• **Page**
---
The article describes performance profiles of JSON and CSV serialization of classes.
Introduction
This article includes source code using JSON and CSV serialization, weighing the merits of each.
Using the Code
The code consists of two classes and a test runner programmer.
For the primary class, MyFileInfo
, I chose file system information as it's easy to come by and of decent size. You see that I've burned the CSV into this class for simplicity. The "pack" class at the end allows for larger thing to serialize, lists of file info.
using System;
using System.Collections.Generic;
using System.IO;
namespace JsonVsCsv
{
public class MyFileInfo
{
public static MyFileInfo FromPath(string filePath)
{
MyFileInfo myInfo = new MyFileInfo();
myInfo.DirectoryName = Path.GetDirectoryName(filePath);
myInfo.Filename = Path.GetFileNameWithoutExtension(filePath);
myInfo.Ext = Path.GetExtension(filePath);
var info = new FileInfo(filePath);
myInfo.Length = info.Length;
myInfo.LastModified = info.LastWriteTimeUtc;
return myInfo;
}
public static MyFileInfo FromCsv(string csv)
---
• **Source excerpt**

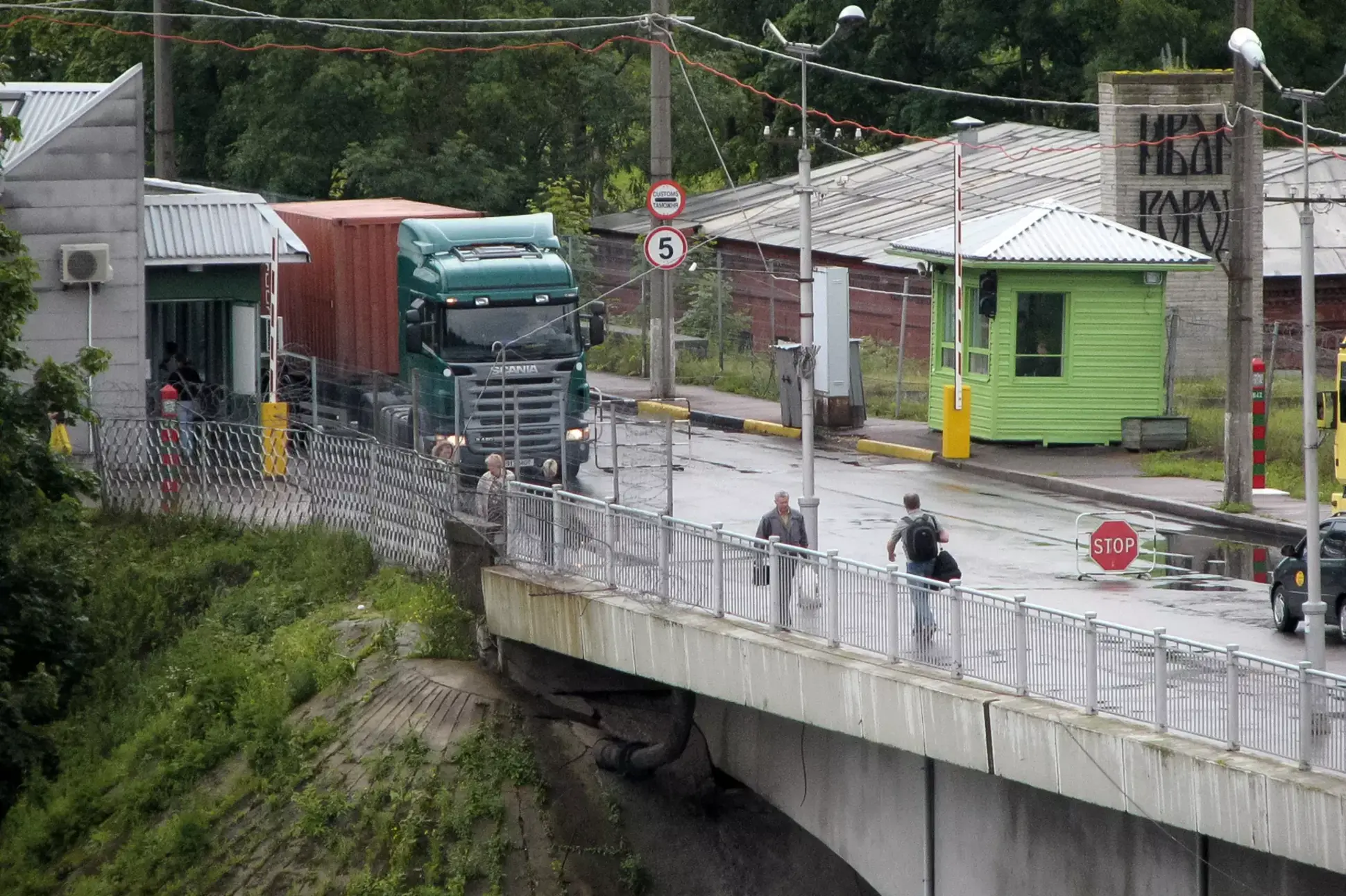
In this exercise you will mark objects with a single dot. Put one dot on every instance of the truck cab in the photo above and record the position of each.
---
• **What to do**
a: Answer these questions using the serialization article:
(i) Why was file system information chosen for the primary class?
(ii) What does the "pack" class allow?
(iii) Which property of MyFileInfo is set from info.LastWriteTimeUtc?
b: Continue the serialization article after its last line.

• **Written answers**
a:
(i) It is easy to come by and of decent size.
(ii) It allows larger things to be serialized: lists of file info.
(iii) LastModified.

b:
{
MyFileInfo myInfo = new MyFileInfo();
string[] parts = csv.Split(',');
myInfo.DirectoryName = parts[0];
myInfo.Filename = parts[1];
myInfo.Ext = parts[2];
myInfo.Length = long.Parse(parts[3]);
myInfo.LastModified = DateTime.Parse(parts[4]);
return myInfo;
}
public override string ToString()
{
return $"{CleanseCsv(DirectoryName)},{CleanseCsv(Filename)},
{CleanseCsv(Ext)},{Length},{CleanseCsv(LastModified.ToString("u"))}";
}
private static string CleanseCsv(string str)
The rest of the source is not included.